▶ [EXERCISE AIM]
Starting with the line that contains "label: rock in water" and continuing through the last line of the material, rewrite those lines as a numbered list with any blank lines dropped.

— begin —

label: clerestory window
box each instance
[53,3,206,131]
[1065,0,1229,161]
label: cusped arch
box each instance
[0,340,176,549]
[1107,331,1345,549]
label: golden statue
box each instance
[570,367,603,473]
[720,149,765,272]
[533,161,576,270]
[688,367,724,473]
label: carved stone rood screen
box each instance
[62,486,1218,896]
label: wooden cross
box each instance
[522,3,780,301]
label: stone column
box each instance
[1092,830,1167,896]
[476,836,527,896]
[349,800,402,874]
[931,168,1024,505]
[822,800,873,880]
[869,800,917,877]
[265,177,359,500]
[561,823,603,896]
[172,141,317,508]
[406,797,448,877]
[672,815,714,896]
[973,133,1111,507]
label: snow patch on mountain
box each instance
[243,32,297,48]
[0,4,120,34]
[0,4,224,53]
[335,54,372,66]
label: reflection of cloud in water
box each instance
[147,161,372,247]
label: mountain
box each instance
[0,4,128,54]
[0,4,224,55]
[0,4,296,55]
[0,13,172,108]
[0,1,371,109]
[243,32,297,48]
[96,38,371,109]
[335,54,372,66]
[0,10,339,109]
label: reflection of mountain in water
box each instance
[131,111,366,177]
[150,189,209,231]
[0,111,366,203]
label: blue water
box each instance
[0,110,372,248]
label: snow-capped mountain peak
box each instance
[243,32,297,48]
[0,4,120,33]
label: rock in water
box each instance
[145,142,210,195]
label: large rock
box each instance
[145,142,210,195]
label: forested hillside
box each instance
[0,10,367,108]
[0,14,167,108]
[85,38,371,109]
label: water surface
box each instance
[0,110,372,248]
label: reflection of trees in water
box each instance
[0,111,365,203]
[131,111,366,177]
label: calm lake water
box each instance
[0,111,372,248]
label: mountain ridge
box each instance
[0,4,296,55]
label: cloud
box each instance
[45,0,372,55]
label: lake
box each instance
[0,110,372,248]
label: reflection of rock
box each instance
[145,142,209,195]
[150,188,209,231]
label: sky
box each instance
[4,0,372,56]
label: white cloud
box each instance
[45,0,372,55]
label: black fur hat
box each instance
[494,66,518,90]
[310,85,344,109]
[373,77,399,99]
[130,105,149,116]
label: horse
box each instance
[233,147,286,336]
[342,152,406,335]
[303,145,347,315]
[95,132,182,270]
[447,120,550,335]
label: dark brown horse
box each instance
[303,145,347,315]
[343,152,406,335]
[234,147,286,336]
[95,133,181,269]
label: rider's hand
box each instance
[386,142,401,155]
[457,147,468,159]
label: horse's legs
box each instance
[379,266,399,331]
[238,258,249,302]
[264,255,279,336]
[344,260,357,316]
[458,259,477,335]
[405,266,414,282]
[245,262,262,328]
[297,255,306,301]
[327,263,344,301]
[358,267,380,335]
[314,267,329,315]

— end —

▶ [RESULT BELOW]
1. label: rock in water
2. box each instance
3. [145,142,210,195]
4. label: large rock
5. box each instance
6. [145,142,210,195]
7. label: forested hillside
8. box each instance
9. [0,10,367,108]
10. [0,14,167,108]
11. [85,38,371,109]
12. label: water surface
13. box each instance
14. [0,110,372,248]
15. label: reflection of trees in water
16. box each instance
17. [0,111,365,203]
18. [131,111,366,177]
19. label: calm lake water
20. box each instance
21. [0,111,372,248]
22. label: mountain ridge
23. box each instance
24. [0,4,296,55]
25. label: cloud
26. box each instance
27. [45,0,372,55]
28. label: lake
29. box each instance
30. [0,110,372,248]
31. label: reflection of rock
32. box each instance
33. [145,142,209,195]
34. [150,188,209,231]
35. label: sky
36. box each instance
37. [4,0,372,56]
38. label: white cloud
39. box each instance
40. [45,0,372,55]
41. label: black fur hat
42. box each instance
43. [494,66,518,90]
44. [310,85,344,109]
45. [373,77,399,99]
46. [130,105,149,116]
47. label: horse
48. box each instance
49. [233,147,286,336]
50. [342,152,406,335]
51. [303,145,347,315]
52. [95,132,182,270]
53. [447,120,550,335]
54. label: dark brown horse
55. box each instance
56. [303,145,347,315]
57. [343,152,406,335]
58. [234,147,286,336]
59. [95,133,181,269]
60. label: rider's hand
61. box each instance
62. [386,142,401,155]
63. [457,147,468,159]
64. label: horse's legs
65. box each instance
66. [379,266,399,331]
67. [238,258,249,302]
68. [264,255,279,336]
69. [344,260,357,316]
70. [458,259,477,335]
71. [405,266,414,282]
72. [245,262,262,328]
73. [297,255,306,301]
74. [327,263,344,301]
75. [358,267,380,335]
76. [314,267,329,315]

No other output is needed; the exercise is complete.